WHAT NEEDS TO BE DONE
Go through the listing and copy every line word for word.

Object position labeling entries

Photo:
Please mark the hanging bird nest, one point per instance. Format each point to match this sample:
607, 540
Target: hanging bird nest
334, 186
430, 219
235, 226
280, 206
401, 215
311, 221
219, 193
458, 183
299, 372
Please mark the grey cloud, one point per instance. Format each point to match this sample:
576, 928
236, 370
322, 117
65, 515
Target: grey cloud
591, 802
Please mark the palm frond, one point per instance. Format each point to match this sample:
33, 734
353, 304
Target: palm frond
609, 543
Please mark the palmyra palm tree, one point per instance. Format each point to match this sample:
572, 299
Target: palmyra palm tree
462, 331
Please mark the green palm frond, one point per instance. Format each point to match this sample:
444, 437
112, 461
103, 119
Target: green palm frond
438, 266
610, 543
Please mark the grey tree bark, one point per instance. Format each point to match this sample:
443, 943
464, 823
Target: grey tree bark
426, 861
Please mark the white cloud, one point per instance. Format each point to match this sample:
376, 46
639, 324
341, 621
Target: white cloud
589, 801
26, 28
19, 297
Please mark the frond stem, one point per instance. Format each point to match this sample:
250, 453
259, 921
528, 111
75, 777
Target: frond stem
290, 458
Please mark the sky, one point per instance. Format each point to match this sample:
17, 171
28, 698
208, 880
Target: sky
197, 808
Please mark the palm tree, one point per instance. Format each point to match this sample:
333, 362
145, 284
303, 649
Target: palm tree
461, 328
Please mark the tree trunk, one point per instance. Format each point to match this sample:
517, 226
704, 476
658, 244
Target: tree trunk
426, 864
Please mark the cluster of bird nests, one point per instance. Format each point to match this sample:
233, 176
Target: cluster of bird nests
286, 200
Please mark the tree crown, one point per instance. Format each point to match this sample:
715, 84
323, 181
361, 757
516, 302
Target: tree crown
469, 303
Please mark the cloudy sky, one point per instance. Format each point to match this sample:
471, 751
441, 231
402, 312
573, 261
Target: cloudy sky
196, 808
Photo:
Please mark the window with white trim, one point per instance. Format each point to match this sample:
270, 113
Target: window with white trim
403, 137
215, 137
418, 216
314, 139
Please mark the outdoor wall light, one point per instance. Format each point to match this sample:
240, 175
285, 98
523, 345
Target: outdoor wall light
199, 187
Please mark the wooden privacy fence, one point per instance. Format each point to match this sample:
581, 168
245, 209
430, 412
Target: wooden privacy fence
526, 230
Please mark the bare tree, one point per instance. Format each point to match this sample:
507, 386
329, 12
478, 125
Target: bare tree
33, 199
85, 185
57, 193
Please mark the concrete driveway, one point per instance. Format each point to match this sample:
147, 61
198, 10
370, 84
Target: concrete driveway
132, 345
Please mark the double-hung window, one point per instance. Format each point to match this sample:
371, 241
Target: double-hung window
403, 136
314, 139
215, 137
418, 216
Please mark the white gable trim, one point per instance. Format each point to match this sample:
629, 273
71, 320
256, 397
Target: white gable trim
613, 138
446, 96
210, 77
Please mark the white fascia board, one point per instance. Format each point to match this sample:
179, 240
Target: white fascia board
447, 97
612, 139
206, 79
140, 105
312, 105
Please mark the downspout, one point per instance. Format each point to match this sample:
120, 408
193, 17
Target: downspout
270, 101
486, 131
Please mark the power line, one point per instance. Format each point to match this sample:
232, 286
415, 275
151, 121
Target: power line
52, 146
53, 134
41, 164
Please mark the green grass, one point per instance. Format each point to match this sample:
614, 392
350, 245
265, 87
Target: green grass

FINISHED ANSWER
Photo:
Please mark the hanging bird nest, one point per instance. Format each point to match this sample:
607, 540
Target: hanging bird nest
334, 186
430, 219
235, 226
280, 206
401, 215
311, 221
219, 193
458, 183
299, 372
Please mark the grey cloud, one point per instance. Format each point to match this sample:
576, 928
236, 370
322, 117
65, 515
Target: grey cloud
591, 802
Please mark the palm frond, one point per instance. Format each point to match this sample:
33, 734
353, 304
Target: palm frond
609, 543
Please mark the palmyra palm tree, one point per instance. Format each point to match this sample:
572, 299
Target: palmyra palm tree
462, 331
Please mark the green palm frond, one point per instance. Format each point to match this sample:
444, 437
112, 461
103, 119
Target: green palm frond
438, 266
610, 543
Please mark the grey tree bark, one point per instance. Format each point to match this sample:
443, 943
464, 823
Target: grey tree bark
426, 861
Please mark the white cloud, one point per instance. Format each point to match this sample:
376, 46
639, 324
341, 621
Target: white cloud
589, 801
26, 28
19, 297
Please mark the frond stem, one point per instance. Format each point to match this sample:
250, 453
259, 921
528, 111
75, 777
Target: frond stem
290, 458
Please mark the sky, one point per instance. Format each point to match this sample:
17, 171
28, 698
208, 880
Target: sky
197, 808
Please mark the palm tree, one point per instance. Format each point to match this sample:
333, 362
145, 284
303, 649
Target: palm tree
461, 328
Please mark the tree trunk, one point per instance. Format each point to match this sample:
517, 226
704, 476
658, 244
Target: tree trunk
426, 864
Please mark the cluster of bird nests, one point per instance. Format each point to match this sample:
233, 176
Target: cluster of bird nests
286, 200
Please mark the tree crown, one point per instance. Format each point to match this sample:
715, 84
323, 181
361, 757
516, 302
Target: tree crown
469, 303
Please mark the cloudy sky, one point per instance. Format each point to match this sample:
471, 751
441, 231
402, 312
573, 261
Target: cloudy sky
196, 808
Photo:
Please mark the window with white trim, one point per instance. Format each point to match this sample:
270, 113
Target: window with white trim
403, 137
215, 137
418, 216
314, 139
Please mark the outdoor wall light, one point per instance. Format each point to match this sample:
240, 175
285, 98
523, 345
Target: outdoor wall light
199, 187
Please mark the wooden privacy fence, one point per instance. Format each point to match this sample:
581, 168
245, 209
430, 412
Target: wooden privacy fence
526, 230
Please mark the bare tree, one point per instance. Format each point to match this sample:
507, 386
329, 12
478, 125
Target: bare tree
33, 199
85, 185
57, 193
Please mark the concrete driveway, one point per instance. Format each point to match this sample:
147, 61
198, 10
370, 84
Target: concrete driveway
132, 345
Please mark the double-hung window, one point per instance. Format each point to match this sample:
371, 241
Target: double-hung window
403, 136
314, 139
215, 137
418, 216
Please mark the white gable trim, one point per instance. Format each point to match this sample:
629, 273
71, 320
256, 397
Target: white gable trim
613, 138
446, 96
210, 77
Please mark the white fascia board, one point per instance. Format each point to match this sample:
179, 240
Target: white fascia board
447, 97
612, 139
206, 79
140, 105
312, 105
Please mark the downspout, one point per instance. Format each point to match this sample:
120, 408
193, 17
Target: downspout
270, 101
486, 131
Please mark the power line, one point per instance. Format each point to match this sample:
232, 286
415, 275
151, 121
Target: power line
52, 146
53, 134
41, 164
Please mark the green grass, one point per instance. Format each point to match this sample:
614, 392
350, 245
265, 87
Target: green grass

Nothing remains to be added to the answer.